++++ THE DATA
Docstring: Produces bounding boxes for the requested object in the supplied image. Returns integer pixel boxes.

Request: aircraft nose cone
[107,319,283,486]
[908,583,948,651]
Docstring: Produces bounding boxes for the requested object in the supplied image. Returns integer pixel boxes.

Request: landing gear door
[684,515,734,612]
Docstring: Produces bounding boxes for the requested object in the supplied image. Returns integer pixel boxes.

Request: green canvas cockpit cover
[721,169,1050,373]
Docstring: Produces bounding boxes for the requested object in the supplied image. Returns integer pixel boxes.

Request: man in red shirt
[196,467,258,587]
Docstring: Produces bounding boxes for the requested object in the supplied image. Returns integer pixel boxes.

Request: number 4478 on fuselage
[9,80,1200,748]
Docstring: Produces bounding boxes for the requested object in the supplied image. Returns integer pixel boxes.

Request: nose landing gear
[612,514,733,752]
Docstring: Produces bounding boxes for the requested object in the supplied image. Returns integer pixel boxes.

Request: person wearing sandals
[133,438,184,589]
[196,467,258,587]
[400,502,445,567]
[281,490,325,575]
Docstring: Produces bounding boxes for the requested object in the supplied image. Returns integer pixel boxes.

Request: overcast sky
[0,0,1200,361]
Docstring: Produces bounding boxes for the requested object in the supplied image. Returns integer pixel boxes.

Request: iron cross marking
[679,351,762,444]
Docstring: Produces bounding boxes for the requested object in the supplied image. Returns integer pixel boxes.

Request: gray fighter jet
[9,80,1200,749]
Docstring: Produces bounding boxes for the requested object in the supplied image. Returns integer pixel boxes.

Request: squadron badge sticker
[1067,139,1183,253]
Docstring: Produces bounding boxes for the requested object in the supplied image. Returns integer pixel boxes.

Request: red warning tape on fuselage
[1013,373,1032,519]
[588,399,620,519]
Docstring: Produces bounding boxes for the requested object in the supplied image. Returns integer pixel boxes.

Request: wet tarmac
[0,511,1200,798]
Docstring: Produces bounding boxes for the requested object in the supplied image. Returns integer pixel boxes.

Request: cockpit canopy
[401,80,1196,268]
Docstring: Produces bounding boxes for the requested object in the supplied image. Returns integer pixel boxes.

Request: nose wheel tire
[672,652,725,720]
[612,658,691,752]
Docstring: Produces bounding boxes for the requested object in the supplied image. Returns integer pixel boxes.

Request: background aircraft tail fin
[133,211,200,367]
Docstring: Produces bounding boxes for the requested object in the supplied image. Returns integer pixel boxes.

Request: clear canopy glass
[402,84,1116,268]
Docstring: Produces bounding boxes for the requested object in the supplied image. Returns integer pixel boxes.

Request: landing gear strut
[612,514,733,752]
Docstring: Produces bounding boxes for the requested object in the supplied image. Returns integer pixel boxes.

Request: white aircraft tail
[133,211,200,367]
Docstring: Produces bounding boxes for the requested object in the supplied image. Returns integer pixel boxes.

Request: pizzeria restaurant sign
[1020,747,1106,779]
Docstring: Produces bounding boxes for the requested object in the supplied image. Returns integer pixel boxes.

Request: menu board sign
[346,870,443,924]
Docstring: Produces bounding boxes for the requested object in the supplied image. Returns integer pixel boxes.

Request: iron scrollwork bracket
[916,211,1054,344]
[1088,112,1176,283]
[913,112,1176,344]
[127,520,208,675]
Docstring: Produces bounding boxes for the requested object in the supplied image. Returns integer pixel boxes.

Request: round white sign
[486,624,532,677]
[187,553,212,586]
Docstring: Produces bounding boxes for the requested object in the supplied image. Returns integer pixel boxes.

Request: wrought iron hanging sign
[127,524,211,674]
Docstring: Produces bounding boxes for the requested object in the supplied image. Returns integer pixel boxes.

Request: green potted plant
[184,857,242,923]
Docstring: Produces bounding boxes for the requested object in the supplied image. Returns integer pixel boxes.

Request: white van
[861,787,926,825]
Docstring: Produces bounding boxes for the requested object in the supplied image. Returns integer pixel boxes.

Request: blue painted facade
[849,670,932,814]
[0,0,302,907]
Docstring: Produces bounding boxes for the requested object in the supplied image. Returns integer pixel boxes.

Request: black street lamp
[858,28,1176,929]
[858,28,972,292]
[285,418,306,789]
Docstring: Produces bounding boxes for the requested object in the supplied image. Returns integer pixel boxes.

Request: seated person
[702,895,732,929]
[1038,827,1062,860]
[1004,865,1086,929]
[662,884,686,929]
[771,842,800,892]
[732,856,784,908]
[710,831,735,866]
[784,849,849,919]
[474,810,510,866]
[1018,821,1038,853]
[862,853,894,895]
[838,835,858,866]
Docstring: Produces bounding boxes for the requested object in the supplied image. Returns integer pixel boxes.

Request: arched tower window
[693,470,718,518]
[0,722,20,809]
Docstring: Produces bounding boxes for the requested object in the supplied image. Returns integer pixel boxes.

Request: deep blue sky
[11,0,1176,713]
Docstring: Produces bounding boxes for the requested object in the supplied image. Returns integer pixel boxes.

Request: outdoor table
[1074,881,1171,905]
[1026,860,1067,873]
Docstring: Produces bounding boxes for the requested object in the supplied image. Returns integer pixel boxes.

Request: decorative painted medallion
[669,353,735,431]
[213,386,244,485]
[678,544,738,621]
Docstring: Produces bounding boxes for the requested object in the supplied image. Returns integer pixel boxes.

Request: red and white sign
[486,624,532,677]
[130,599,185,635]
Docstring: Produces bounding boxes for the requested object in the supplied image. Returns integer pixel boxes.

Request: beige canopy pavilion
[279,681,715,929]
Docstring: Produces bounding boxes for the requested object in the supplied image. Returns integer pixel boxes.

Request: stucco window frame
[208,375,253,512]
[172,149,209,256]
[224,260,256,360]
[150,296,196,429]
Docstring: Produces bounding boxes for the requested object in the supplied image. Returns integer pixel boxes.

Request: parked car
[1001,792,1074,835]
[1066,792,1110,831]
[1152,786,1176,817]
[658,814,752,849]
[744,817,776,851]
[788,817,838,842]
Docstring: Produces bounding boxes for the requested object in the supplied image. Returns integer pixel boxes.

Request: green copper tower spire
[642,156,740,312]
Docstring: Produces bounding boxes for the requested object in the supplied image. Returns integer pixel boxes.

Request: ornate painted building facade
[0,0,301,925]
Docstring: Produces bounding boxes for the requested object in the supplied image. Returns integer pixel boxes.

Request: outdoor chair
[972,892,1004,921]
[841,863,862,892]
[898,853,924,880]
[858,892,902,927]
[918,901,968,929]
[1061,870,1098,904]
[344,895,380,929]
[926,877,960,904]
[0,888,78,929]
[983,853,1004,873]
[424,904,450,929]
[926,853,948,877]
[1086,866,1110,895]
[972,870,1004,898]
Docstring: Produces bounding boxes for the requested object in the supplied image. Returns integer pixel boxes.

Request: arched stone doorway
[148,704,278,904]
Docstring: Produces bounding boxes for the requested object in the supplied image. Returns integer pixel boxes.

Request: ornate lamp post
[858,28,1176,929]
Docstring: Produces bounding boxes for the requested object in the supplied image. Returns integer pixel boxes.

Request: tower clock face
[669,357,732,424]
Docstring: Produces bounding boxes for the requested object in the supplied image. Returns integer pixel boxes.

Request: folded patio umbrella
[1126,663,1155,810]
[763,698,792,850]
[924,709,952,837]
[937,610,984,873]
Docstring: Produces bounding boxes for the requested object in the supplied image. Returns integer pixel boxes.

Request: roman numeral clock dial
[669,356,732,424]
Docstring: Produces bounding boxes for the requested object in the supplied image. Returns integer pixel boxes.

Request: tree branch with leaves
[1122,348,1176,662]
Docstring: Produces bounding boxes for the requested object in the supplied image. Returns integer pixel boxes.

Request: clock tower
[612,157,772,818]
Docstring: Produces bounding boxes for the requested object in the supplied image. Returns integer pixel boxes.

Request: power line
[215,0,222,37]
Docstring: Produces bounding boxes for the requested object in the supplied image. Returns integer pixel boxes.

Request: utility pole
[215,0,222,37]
++++++++
REQUIREMENT -> Reproduce the rows above without any change, from the first line of the rows through the line that contains "[0,511,1200,798]", including both of those lines.

ANSWER TO THIS TASK ->
Docstring: Produces bounding boxes for the requested object in the supplied image. Returns integer pixel boxes.

Request: aircraft nose cone
[107,319,283,486]
[908,583,948,651]
Docstring: Produces bounding boxes for the requested object in the supplied image. Returns integer pixel boxes.

Request: landing gear door
[684,515,734,612]
Docstring: Produces bounding boxes for the requested object in the supplied image. Returns integer pixel boxes.

Request: green canvas cockpit cover
[721,169,1050,373]
Docstring: Produces bounding boxes for the requested object in the supplied image. Returns integer pixel boxes.

Request: man in red shirt
[196,467,258,587]
Docstring: Produces bounding boxes for the requested object in the supplied image. Returns integer pixel boxes.

Request: number 4478 on fuselage
[9,80,1200,748]
Docstring: Produces bounding boxes for the requested object in the supplied image. Returns integer pixel boxes.

Request: nose landing gear
[612,514,733,752]
Docstring: Produces bounding boxes for the requested object in the supplied image. Returns integer pixel boxes.

Request: person wearing sandals
[133,438,184,589]
[196,467,258,587]
[400,502,445,567]
[281,490,325,575]
Docstring: Produces bounding boxes for the requested object in the supplied image. Returns integer pixel boxes.

Request: overcast sky
[0,0,1200,361]
Docstring: Produces bounding boxes for the requested object in the supplied image. Returns integer pixel boxes.

Request: iron cross marking
[679,351,762,444]
Docstring: Produces bounding boxes for the requested object in the supplied image. Returns integer pixel boxes.

Request: gray fighter jet
[9,80,1200,749]
Docstring: Produces bounding boxes for the requested object in the supplied image. Returns integer pixel boxes.

Request: squadron badge sticker
[1067,139,1183,253]
Docstring: Produces bounding boxes for the requested object in the supplied image. Returns integer pixel boxes.

Request: red warning tape on fuselage
[1013,373,1032,519]
[588,399,620,519]
Docstring: Produces bounding boxes for the requested object in the supplied image. Returns integer pixel boxes.

Request: wet tarmac
[0,511,1200,798]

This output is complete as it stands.